Revise the passage on female androids in film and television from "The 1972 novel" up to and including "husbands' every need.", swapping "subservient robots" for "obedient machines".

Passage provided:

--*--

Several episodes of the 1960s television show Star Trek: The Original Series featured female androids as companions of the protagonist, notably Andrea from the episode "What Are Little Girls Made Of?" and Rayna Kapec from the episode "Requiem for Methuselah". Due to television censorship of the time, sexuality is only alluded to, although Nurse Christine Chapel referred to Andrea as "a mechanical geisha." Both episodes employ the plot device of having the android struggle to comprehend and come to terms with human emotion. Further, in the episode I, Mudd several series of female robots were created to the personal specifications of Harcourt Fenton Mudd. The "Alice" series at least, according to Alice 118, "are programmed to function as human females," having been so programmed by "that unprincipled, evil-minded, lecherous kulak Harry Mudd."

The 1973 Michael Crichton film Westworld featured android prostitutes at "Miss Carrie's place." In addition, there were "basic sex model" female robots programmed not to resist a guest's seduction in Roman World and Medieval World; and male equivalents in Roman World were referred to. Further, specific robots could be programmed for certain sexual behaviors. At one point, the Queen in Medieval World is programmed for infidelity, to tie into a guest's desire for his vacation.

The 1972 novel The Stepford Wives, which were made into a 1975 and 2004 films, features women being duplicated and replaced by subservient robots created by their husbands. Made in the wake of the late 1960s Women's liberation movement, the men in the story intend to remove all trace of individuality and free will from their liberated wives and remake them into sexually attractive and compliant housewives, content with homemaking and tending to their husbands' every need.

Ridley Scott's 1982 film Blade Runner depicts the android characters Pris, Rachel and Zhora as having been manufactured to be sexually alluring; Pris, in particular, is referred to as "a basic pleasure model".

--*--

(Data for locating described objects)
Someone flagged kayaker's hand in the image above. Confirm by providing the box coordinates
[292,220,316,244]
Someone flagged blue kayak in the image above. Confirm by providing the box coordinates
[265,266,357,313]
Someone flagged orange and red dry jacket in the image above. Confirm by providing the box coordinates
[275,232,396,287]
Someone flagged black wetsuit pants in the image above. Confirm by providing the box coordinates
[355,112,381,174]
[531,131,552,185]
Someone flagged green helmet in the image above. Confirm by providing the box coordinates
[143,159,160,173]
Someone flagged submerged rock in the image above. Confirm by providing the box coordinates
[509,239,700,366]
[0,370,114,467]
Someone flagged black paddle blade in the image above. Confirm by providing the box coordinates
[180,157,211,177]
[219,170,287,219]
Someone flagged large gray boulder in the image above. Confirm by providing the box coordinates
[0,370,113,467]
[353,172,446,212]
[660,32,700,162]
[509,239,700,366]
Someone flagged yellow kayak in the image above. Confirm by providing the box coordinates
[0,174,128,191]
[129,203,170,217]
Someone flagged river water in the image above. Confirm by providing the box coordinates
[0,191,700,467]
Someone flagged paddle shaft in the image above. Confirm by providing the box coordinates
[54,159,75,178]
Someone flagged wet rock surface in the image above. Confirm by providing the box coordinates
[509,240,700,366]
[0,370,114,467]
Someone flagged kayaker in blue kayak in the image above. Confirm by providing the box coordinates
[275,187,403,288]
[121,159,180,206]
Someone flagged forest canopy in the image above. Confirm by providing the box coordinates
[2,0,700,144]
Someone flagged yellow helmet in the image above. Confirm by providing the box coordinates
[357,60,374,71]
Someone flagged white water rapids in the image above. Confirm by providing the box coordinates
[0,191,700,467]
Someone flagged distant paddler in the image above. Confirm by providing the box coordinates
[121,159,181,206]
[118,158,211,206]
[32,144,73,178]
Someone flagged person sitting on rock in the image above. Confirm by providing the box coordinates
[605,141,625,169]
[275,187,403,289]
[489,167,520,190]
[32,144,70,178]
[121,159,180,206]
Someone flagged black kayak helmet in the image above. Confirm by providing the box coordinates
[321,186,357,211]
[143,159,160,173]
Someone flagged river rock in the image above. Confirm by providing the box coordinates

--*--

Result:
The 1972 novel The Stepford Wives, which were made into a 1975 and 2004 films, features women being duplicated and replaced by obedient machines created by their husbands. Made in the wake of the late 1960s Women's liberation movement, the men in the story intend to remove all trace of individuality and free will from their liberated wives and remake them into sexually attractive and compliant housewives, content with homemaking and tending to their husbands' every need.